• _What you will do_: Please copy the part of the material below that opens with the line containing "262, row 297." and closes with the line containing "column 149, row 264", keeping both of those lines and every line between them unchanged.

(Dataset records)
>>
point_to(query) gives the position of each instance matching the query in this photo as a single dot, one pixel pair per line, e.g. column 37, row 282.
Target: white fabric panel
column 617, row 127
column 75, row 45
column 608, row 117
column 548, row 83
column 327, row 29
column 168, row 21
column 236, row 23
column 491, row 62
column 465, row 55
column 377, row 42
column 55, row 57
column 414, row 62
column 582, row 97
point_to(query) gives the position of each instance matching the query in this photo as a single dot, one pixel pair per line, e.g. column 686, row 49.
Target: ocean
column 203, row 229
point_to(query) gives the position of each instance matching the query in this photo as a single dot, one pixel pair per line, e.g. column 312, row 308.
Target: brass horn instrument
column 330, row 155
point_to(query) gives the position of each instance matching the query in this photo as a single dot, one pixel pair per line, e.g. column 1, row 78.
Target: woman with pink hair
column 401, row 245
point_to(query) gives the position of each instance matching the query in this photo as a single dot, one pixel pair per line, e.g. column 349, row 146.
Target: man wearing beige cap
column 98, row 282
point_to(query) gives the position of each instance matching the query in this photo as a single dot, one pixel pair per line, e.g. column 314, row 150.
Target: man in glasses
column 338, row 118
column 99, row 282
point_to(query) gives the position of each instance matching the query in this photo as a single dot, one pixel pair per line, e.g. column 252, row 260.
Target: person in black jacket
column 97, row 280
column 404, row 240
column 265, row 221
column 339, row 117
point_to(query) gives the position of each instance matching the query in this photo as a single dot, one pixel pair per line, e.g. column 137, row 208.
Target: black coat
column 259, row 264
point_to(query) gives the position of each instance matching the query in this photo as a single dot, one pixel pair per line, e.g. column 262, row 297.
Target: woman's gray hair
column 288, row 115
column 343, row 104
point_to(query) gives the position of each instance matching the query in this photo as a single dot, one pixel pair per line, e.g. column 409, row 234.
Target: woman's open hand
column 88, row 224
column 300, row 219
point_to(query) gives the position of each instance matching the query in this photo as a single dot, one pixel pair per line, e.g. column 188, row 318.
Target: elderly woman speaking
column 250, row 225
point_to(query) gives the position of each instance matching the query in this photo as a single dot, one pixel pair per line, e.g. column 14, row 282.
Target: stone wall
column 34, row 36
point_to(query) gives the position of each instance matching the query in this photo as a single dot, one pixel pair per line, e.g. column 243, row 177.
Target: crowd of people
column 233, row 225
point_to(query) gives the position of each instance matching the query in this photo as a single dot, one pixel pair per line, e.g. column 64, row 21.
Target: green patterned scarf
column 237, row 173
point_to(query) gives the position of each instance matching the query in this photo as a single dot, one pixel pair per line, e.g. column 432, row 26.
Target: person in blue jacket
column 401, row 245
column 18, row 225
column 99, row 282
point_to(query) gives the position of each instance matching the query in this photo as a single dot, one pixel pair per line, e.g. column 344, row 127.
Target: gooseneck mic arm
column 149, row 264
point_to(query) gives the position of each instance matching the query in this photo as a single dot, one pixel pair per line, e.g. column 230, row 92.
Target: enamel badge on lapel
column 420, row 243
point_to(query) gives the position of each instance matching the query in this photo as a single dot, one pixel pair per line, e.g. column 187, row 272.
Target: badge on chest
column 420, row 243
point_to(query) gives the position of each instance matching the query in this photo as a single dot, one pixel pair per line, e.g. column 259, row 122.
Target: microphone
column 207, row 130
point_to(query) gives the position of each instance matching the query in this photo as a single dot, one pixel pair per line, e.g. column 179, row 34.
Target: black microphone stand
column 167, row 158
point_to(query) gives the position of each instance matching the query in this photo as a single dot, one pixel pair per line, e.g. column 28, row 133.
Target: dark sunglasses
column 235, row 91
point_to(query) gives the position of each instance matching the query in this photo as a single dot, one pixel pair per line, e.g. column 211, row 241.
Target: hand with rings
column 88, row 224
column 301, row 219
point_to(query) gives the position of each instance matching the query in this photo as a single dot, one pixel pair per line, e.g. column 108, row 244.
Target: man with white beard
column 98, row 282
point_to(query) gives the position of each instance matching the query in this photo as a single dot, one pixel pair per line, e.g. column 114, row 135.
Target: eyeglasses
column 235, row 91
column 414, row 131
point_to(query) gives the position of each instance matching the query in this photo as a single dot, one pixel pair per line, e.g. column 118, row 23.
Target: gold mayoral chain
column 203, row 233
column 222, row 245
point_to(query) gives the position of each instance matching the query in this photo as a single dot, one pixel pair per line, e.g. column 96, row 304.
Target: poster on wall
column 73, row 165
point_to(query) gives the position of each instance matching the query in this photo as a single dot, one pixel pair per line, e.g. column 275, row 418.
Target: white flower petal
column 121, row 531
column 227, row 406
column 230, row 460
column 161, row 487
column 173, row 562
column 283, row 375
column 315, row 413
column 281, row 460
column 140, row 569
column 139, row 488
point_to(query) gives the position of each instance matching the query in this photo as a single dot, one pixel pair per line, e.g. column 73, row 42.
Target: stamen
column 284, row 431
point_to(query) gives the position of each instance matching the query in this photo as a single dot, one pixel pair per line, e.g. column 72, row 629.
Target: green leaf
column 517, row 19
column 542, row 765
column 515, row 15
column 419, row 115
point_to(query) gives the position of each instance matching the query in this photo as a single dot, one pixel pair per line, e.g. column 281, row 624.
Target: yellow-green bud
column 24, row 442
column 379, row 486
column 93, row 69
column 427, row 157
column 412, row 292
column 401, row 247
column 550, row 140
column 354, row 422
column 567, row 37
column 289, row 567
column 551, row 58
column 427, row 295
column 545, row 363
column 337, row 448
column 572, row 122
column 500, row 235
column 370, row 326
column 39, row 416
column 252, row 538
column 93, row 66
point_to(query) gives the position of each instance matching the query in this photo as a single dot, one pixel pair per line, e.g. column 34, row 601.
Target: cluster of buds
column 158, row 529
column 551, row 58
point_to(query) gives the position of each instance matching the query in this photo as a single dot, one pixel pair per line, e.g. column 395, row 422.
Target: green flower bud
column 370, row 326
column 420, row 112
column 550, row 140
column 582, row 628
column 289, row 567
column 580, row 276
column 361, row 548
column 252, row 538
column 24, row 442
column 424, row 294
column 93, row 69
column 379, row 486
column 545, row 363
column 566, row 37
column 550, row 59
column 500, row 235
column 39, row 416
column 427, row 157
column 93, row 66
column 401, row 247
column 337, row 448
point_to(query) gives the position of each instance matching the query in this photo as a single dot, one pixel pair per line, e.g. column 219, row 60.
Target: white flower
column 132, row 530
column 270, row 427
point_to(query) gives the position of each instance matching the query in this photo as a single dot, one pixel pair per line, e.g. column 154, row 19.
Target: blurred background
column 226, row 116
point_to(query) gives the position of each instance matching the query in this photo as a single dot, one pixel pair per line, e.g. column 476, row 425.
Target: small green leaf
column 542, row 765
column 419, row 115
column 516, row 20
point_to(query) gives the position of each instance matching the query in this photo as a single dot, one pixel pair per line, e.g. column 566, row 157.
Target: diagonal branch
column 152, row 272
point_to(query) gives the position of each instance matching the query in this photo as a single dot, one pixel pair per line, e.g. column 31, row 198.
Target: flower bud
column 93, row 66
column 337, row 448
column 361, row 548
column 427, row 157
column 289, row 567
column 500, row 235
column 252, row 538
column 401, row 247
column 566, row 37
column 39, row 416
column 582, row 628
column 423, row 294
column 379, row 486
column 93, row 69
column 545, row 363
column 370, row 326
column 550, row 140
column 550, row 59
<<
• _Finished exercise_:
point_to(query) gives the position of each instance matching the query in this photo as a single dot, one pixel pair per line, e.g. column 262, row 297.
Target: woman's gray hair
column 288, row 115
column 343, row 104
point_to(query) gives the position of each instance matching the query in this photo as a single dot, one pixel pair per line, e.g. column 409, row 234.
Target: woman's open hand
column 88, row 224
column 300, row 219
point_to(query) gives the position of each instance matching the query in this photo as a single dot, one pixel pair per line, e.g. column 188, row 318.
Target: elderly woman speaking
column 250, row 225
point_to(query) gives the position of each instance matching the query in this photo as a single dot, one pixel pair per line, e.g. column 14, row 282.
Target: stone wall
column 34, row 36
point_to(query) gives the position of each instance matching the query in this photo as a single dot, one pixel pair per line, e.g. column 243, row 177.
Target: crowd of people
column 233, row 225
point_to(query) gives the position of each instance matching the query in this photo as a single dot, one pixel pair per line, e.g. column 64, row 21.
Target: green patterned scarf
column 237, row 173
point_to(query) gives the position of each instance matching the query in this photo as a single dot, one pixel pair per line, e.g. column 432, row 26.
Target: person in blue jacket
column 401, row 245
column 18, row 225
column 99, row 282
point_to(query) gives the position of each instance matching the query in this photo as a single dot, one pixel pair per line, e.g. column 344, row 127.
Target: gooseneck mic arm
column 149, row 264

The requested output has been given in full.